__Passage given__

════

Further, for a family of four, one or two parents and children, the poverty guideline announced late last month sets an annual income of $23,050. Last year it was $22,350.
The federal definition establishes eligibility rules for federal public assistance programs, like TANF (Temporary Assistance for Needy Families), which replaced AFDC (Aid to Families with Dependent Children) in 1997. TANF money goes to the states to help pay for food and housing and other basic needs for the poor.
MFIP, the Minnesota Family Investment Program, is Minnesota’s version of TANF.
The U.S. guidelines serve as a benchmark for the states in determining who qualifies for their public assistance programs. In most states, if families exceed the poverty level income they lose their benefits.
Current Minnesota law, however, allows families to earn up to 115 percent of poverty and still receive cash benefits through MFIP.
But a proposed bill now before the House Health and Human Services Reform Committee would cut off benefits such as MFIP at 100 percent of poverty, explains Jessica L. Webster, staff attorney for the Legal Services Advocacy Project.
She and other advocates for the poor oppose such a measure.
Webster recalls that when MFIP was piloted in 1994 to 1997 persons were allowed to earn up to 140 percent of the poverty guideline. The idea, Webster says, was to allow families to save money and stabilize their housing and living situations before leaving MFIP, meant to be a temporary lifesaver for families.

════

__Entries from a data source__
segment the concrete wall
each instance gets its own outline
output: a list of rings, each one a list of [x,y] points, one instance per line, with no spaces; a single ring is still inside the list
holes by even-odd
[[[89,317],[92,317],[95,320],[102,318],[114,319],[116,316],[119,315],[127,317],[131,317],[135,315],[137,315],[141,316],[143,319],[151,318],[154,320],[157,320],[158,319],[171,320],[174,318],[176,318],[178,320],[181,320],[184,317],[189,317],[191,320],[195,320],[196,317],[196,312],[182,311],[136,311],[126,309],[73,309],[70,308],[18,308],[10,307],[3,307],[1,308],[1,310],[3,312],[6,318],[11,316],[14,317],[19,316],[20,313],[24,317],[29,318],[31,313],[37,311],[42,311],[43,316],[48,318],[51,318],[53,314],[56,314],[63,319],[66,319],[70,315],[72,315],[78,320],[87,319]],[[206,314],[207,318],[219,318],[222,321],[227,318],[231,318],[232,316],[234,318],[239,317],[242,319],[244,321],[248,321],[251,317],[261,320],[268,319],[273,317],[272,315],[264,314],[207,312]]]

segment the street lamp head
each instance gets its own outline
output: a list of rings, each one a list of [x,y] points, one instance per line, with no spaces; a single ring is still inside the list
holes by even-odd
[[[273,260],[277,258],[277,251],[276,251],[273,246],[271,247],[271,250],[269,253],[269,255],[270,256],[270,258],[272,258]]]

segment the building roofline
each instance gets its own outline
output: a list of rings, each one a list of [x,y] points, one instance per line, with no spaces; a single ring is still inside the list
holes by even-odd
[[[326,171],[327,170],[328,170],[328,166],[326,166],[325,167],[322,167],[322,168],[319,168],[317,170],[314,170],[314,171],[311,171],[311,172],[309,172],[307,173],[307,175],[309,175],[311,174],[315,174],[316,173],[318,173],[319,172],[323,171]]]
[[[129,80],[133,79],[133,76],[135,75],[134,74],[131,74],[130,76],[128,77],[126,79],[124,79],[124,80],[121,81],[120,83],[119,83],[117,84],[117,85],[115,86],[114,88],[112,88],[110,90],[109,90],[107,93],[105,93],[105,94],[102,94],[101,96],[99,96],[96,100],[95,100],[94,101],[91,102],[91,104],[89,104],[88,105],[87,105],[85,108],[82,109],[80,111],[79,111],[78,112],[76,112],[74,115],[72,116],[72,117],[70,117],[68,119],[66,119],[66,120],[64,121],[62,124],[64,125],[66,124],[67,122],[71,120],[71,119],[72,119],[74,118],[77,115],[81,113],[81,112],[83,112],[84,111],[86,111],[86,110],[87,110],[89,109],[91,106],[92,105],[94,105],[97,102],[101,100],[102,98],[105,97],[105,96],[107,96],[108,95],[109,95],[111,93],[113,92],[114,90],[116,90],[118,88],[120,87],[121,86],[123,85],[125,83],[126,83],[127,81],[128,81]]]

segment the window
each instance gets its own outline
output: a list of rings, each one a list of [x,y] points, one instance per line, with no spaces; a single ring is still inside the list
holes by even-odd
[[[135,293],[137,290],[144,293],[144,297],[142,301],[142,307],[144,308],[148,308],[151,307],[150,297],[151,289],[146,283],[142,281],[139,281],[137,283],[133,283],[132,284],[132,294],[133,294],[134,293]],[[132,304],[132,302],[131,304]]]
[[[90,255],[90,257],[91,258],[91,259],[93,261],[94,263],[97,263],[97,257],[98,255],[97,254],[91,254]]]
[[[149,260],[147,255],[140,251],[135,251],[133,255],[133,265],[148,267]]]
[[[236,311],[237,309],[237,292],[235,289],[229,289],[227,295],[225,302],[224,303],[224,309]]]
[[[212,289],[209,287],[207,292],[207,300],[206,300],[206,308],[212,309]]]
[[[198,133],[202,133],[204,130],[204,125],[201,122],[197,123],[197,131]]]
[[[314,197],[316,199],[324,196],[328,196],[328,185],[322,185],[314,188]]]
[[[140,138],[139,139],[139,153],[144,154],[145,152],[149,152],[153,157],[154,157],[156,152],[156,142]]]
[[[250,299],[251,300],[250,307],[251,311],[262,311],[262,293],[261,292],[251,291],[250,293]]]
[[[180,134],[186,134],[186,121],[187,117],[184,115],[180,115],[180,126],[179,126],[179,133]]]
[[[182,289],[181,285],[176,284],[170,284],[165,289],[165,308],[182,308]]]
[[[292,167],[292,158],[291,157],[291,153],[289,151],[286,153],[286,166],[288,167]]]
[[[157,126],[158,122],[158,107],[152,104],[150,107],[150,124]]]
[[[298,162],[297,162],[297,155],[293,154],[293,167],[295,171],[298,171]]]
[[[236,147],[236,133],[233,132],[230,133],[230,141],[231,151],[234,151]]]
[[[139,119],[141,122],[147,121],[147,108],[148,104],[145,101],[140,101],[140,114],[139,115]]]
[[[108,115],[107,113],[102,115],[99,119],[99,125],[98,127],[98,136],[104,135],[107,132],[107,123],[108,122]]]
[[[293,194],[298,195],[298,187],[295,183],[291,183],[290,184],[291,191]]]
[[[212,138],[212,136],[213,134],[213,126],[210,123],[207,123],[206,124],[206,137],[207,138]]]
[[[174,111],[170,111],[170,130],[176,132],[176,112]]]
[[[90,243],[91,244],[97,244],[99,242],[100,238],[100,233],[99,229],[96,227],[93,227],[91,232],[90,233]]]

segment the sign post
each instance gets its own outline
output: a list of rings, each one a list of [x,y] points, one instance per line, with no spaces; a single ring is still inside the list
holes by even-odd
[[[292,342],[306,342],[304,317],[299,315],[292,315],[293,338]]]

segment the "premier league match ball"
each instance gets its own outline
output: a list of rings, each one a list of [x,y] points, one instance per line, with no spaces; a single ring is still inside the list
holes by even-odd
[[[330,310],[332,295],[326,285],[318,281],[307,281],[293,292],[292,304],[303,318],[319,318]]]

════

__What is required__
From the passage on poverty guidelines, write out the part starting at "She and other" and ending at "lifesaver for families.", word for word.

__Task response__
She and other advocates for the poor oppose such a measure.
Webster recalls that when MFIP was piloted in 1994 to 1997 persons were allowed to earn up to 140 percent of the poverty guideline. The idea, Webster says, was to allow families to save money and stabilize their housing and living situations before leaving MFIP, meant to be a temporary lifesaver for families.